| Text segment |
......
In a recent survey by Inside Higher Ed, students declared that their top roadblock to success in higher education is teaching style. Surely, the students who don’t do their work or put off the readings or participate in academic dishonesty more than classroom discussions must not feel teaching style is what stopped them from being successful in their courses? But– let’s play to this idea that students want more out of a class– more authentic learning and more variation in teaching models. Particularly, students who are neurodivergent or live with disabilities are saying they are hindered by incompatible teaching styles.


This doesn’t mean that, as instructors, we must bend to the will of the students, serving up whatever they find most appealing. Who’s to say the students who responded to the survey are not trying to excuse less-than-ideal performance? Yet, there is a passivity with the lecture-only style that doesn’t always get to the foundation of our job as educators. As bell hooks said,

"Knowledge rooted in experience shapes what we value and as a consequence how we know what we know as well as how we use what we know."

As an institution, UD strives to create holistic learning steeped in experiences that shape students into valuable members of their communities.
......
| Provided data |
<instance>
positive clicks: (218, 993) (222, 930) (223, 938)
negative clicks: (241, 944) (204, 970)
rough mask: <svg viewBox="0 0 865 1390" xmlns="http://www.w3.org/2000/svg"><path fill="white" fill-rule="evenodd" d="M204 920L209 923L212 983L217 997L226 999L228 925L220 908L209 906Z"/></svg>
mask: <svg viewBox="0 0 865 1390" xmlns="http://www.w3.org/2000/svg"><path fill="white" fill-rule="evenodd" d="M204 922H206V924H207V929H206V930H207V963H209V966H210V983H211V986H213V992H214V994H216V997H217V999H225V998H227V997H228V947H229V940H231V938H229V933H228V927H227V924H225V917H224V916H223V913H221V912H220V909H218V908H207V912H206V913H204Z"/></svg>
......
| Instructions |
a) In the teaching style text, what did students in the Inside Higher Ed survey name as their top roadblock to success in higher education?
b) Please repeat the teaching style text between "In a recent" and "incompatible teaching styles.", inclusive, substituting "obstacle" for "roadblock".

| Answers to the exercises |
a) Teaching style.

b)
In a recent survey by Inside Higher Ed, students declared that their top obstacle to success in higher education is teaching style. Surely, the students who don’t do their work or put off the readings or participate in academic dishonesty more than classroom discussions must not feel teaching style is what stopped them from being successful in their courses? But– let’s play to this idea that students want more out of a class– more authentic learning and more variation in teaching models. Particularly, students who are neurodivergent or live with disabilities are saying they are hindered by incompatible teaching styles.